● **Excerpted text**

--------

Induction: “In This Corner, Jaime Sommers” – You’ve heard of a bionic redneck, but have you ever heard of a bionic *woman*?

11 Submitted by on Thu, 15 April 2021, 21:09

TV episode, 1976

If you’re living in the US and suddenly locked out of WWE Network, you’re probably wondering what to do with the next four months. Sure, you could search blindly on Peacock for something – anything – worth watching, but maybe you’d be better off looking on plain old NBC.com, which offers three advantages over the premium site.

One, it’s free.

Two, its alphabetical listings don’t lump every show beginning with “The” together.

And three – most importantly for today’s induction – it’s the only place you can find every episode of The Bionic Woman.

Listed under “B”, obviously.

The episode begins as a man gets chased by three women into a wrestling ring. “Cut ‘em off!” yells their boss. 

The man being chased, of course, isn’t about to let anything get cut off. 

“Cut ‘em off in the ring!” continues the boss, played by Norman Fell. The man is surrounded by women wrestlers, but before they cut anything of his off, the scene changes.

In the Office of Scientific Intelligence building, the protagonist Jaime Sommers is en route to a meeting with her boss Oscar Goldman when she bumps into Dr. Brandes, a Russian scientist. This being America in the 1970s, this is extremely unusual…

(because she’s a woman)

Goldman remarks that Dr. Brandes recently defected from the Soviet Union, and that she’s working on a very important satellite system called Delta. For a top secret organization tasked with national defense, they certainly are trusting of newcomers from hostile nations, not to mention extremely lax with their secrets.

--------

● **Input**
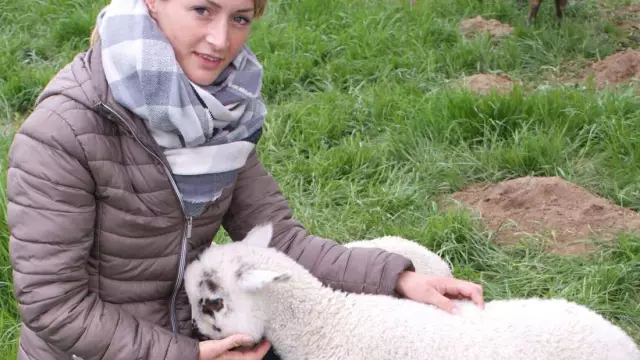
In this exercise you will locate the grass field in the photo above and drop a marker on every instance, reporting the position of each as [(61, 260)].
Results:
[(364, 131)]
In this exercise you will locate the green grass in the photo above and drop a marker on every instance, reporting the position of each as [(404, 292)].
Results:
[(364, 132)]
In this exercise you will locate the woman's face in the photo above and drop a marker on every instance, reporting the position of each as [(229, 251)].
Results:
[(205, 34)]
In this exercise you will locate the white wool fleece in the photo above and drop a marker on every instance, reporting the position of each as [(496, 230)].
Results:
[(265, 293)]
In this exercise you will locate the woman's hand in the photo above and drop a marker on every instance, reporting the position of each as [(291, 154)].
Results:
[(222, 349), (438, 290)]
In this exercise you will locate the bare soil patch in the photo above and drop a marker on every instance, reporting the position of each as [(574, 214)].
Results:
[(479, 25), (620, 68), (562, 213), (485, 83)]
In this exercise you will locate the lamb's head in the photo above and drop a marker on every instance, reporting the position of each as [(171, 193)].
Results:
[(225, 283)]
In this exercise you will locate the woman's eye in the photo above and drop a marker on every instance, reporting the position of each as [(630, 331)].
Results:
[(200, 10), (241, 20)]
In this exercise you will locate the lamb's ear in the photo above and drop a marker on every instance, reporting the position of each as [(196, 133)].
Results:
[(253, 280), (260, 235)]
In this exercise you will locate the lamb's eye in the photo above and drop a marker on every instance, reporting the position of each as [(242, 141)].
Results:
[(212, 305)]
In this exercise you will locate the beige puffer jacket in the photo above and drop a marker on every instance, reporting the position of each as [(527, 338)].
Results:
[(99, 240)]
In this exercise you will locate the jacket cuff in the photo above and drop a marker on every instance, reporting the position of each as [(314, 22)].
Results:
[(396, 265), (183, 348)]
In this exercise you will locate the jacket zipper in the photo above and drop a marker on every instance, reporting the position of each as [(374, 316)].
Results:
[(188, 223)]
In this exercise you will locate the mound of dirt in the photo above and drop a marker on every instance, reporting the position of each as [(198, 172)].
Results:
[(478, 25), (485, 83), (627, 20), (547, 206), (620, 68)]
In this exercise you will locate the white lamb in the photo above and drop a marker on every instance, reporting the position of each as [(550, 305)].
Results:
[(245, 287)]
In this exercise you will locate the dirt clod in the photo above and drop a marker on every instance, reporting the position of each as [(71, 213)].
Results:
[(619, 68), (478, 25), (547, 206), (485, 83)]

--------

● **List of tasks**
1. In the review of The Bionic Woman episode, what is the name of the satellite system Dr. Brandes is working on?
2. In the listing, rewrite only the lines between the line holding "In this exercise you will locate the woman's face" and the line holding "[(265, 293)]", inclusive, changing "white wool fleece" to "cream wool fleece" and keeping everything else the same.

● **Solutions in order**
1. Delta

2.
In this exercise you will locate the woman's face in the photo above and drop a marker on every instance, reporting the position of each as [(229, 251)].
Results:
[(205, 34)]
In this exercise you will locate the cream wool fleece in the photo above and drop a marker on every instance, reporting the position of each as [(496, 230)].
Results:
[(265, 293)]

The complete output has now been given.